* [Objective] Count the lines in the listing below that contain the string "horse". Give only the number.

[Region labeling listing]
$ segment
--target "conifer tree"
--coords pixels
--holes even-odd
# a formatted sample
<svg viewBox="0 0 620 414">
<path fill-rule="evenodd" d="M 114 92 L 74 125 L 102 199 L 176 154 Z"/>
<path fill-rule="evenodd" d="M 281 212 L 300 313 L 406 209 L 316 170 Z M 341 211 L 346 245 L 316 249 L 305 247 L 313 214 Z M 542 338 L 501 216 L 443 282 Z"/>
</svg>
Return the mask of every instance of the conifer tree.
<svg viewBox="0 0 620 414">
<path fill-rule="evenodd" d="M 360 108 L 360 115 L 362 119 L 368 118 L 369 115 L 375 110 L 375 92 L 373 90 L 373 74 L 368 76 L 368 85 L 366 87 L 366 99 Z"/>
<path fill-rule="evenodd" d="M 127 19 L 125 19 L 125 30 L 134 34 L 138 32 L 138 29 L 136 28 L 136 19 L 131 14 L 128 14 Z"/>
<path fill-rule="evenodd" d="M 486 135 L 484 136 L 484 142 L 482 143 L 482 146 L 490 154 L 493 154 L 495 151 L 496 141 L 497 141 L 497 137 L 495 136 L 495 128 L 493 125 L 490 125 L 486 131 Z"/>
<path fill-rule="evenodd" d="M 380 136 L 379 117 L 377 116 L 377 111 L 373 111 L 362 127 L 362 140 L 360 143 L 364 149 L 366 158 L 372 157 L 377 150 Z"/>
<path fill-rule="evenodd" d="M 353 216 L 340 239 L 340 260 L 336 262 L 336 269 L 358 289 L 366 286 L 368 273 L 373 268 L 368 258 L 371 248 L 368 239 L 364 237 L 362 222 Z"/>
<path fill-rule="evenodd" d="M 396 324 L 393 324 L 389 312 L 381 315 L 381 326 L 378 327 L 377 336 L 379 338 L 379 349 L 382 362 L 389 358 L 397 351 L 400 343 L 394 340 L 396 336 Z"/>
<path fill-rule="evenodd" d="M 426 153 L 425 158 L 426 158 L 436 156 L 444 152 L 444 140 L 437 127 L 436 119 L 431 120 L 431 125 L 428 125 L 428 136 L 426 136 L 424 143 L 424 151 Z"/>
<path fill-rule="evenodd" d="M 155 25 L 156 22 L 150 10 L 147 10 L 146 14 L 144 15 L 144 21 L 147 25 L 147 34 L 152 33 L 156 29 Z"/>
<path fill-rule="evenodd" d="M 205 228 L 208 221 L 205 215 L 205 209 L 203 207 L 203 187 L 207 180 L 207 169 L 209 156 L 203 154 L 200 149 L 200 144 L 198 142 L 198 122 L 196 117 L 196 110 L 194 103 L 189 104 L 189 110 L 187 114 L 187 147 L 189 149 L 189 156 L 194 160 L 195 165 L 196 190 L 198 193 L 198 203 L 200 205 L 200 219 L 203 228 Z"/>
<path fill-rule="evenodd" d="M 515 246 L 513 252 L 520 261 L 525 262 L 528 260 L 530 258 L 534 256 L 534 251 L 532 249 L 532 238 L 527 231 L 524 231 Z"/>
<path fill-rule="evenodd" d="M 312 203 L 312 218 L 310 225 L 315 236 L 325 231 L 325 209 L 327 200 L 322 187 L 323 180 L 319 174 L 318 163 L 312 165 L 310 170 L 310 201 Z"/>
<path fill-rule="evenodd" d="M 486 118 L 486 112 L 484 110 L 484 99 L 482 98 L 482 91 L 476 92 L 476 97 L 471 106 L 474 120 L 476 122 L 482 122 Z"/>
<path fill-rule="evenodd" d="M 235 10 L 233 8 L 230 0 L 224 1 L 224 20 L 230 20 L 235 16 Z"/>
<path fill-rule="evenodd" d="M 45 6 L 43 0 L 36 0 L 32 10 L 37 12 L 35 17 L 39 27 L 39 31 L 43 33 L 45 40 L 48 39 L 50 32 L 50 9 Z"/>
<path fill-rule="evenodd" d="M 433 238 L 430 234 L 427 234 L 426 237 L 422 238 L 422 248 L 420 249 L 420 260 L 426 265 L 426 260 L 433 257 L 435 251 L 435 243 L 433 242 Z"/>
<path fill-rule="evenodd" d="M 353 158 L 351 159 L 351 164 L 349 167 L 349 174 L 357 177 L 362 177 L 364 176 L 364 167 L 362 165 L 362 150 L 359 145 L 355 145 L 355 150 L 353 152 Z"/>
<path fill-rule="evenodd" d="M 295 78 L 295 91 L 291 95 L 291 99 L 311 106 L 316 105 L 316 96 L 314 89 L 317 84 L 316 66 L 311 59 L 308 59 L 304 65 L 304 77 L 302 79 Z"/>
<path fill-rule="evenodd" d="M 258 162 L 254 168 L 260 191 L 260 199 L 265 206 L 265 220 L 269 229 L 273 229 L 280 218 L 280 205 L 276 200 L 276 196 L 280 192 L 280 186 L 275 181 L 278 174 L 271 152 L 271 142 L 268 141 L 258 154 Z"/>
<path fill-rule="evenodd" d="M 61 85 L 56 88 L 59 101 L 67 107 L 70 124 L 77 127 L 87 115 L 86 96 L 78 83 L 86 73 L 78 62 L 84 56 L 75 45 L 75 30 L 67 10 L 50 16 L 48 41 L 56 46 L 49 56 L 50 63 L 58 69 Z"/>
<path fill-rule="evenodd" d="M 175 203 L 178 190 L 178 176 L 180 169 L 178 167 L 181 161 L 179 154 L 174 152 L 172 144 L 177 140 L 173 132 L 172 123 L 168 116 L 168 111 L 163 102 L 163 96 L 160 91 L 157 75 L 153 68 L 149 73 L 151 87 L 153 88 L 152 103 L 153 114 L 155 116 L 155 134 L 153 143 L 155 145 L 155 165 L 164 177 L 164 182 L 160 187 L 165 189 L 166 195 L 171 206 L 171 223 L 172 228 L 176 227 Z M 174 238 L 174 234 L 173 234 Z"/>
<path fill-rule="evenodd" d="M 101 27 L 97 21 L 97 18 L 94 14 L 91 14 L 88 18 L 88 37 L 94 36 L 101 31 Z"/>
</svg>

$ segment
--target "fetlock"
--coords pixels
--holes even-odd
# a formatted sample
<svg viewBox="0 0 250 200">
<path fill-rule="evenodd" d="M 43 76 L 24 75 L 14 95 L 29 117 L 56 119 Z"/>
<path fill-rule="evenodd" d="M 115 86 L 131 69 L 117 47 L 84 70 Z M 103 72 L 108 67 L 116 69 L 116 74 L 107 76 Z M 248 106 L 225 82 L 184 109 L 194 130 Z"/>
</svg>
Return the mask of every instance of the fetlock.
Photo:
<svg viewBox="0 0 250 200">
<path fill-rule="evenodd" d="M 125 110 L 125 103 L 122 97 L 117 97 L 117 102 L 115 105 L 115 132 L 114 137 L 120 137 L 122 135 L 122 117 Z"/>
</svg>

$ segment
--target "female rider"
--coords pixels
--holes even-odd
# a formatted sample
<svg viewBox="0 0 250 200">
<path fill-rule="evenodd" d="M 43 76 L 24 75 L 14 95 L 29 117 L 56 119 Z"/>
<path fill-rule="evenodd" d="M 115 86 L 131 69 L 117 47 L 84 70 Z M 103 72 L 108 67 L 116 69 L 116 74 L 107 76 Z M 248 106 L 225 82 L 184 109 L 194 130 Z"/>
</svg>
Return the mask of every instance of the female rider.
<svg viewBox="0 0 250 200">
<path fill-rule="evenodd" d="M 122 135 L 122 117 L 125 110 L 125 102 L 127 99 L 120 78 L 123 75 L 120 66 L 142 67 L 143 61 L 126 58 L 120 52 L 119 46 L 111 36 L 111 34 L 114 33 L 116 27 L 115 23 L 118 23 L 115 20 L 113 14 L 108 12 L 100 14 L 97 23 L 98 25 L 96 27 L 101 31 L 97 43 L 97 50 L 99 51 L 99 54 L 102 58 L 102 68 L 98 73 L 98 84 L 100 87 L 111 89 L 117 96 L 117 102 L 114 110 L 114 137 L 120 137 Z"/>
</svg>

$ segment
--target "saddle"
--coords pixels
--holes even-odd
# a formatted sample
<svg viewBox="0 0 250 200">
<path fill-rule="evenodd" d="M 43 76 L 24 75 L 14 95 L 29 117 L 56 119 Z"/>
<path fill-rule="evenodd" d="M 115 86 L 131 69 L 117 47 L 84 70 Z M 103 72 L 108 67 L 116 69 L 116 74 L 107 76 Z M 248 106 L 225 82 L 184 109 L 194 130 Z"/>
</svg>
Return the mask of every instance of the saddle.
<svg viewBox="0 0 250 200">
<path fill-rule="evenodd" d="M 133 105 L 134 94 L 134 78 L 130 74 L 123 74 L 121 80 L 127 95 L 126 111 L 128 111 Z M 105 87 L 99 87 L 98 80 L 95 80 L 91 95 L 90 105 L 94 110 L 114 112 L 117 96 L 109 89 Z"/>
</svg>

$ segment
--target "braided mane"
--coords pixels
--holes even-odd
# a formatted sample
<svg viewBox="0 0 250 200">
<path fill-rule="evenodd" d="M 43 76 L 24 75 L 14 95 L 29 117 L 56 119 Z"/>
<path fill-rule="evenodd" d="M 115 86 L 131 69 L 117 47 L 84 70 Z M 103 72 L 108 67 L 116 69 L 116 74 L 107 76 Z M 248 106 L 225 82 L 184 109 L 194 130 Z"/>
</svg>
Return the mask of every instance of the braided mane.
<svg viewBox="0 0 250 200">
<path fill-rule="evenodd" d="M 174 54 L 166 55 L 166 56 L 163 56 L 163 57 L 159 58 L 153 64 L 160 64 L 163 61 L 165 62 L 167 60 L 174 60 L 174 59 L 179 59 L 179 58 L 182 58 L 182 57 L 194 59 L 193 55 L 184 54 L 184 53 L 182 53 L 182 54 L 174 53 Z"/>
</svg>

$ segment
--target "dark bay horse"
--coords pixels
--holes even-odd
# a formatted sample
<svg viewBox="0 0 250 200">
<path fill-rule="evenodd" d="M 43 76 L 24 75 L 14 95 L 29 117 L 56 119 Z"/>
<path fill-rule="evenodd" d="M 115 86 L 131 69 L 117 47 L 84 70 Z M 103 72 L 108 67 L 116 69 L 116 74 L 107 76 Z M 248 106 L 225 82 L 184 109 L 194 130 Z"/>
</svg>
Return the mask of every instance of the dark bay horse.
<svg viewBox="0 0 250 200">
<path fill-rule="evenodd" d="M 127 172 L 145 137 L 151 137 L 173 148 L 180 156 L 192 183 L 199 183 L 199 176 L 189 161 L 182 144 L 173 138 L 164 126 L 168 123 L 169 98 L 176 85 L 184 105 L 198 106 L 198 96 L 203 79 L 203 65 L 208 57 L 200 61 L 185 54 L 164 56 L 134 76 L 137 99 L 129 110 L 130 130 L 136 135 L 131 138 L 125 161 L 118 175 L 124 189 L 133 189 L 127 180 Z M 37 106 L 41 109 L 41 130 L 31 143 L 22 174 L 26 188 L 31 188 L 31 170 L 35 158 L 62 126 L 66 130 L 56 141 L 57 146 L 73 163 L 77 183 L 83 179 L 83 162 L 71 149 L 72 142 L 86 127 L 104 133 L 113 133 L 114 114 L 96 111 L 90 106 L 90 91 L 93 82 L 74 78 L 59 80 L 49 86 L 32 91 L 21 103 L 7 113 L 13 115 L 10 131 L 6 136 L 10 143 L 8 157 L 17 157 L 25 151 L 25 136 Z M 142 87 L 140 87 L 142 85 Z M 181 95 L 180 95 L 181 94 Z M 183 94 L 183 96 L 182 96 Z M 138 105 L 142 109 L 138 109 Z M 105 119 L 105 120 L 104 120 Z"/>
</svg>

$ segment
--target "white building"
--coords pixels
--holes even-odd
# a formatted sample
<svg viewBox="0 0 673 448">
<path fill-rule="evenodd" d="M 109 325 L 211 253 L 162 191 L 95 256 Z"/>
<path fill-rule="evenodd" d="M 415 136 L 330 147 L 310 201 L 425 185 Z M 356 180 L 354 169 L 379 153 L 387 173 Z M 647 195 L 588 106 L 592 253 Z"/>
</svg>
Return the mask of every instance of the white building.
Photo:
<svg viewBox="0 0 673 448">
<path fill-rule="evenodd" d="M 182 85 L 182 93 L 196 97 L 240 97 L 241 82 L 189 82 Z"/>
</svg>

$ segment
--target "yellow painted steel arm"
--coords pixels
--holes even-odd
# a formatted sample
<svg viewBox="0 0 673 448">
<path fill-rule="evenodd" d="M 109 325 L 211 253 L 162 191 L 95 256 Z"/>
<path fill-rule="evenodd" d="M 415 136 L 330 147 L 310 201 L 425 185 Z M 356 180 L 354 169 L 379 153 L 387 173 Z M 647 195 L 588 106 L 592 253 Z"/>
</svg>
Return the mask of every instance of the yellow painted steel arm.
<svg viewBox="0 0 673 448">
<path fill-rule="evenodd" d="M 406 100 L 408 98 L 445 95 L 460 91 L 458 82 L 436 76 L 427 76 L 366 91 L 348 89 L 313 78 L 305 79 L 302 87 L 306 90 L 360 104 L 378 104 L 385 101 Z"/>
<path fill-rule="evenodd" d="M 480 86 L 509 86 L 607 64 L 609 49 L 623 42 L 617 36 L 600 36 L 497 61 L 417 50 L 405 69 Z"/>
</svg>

* [Reply] 2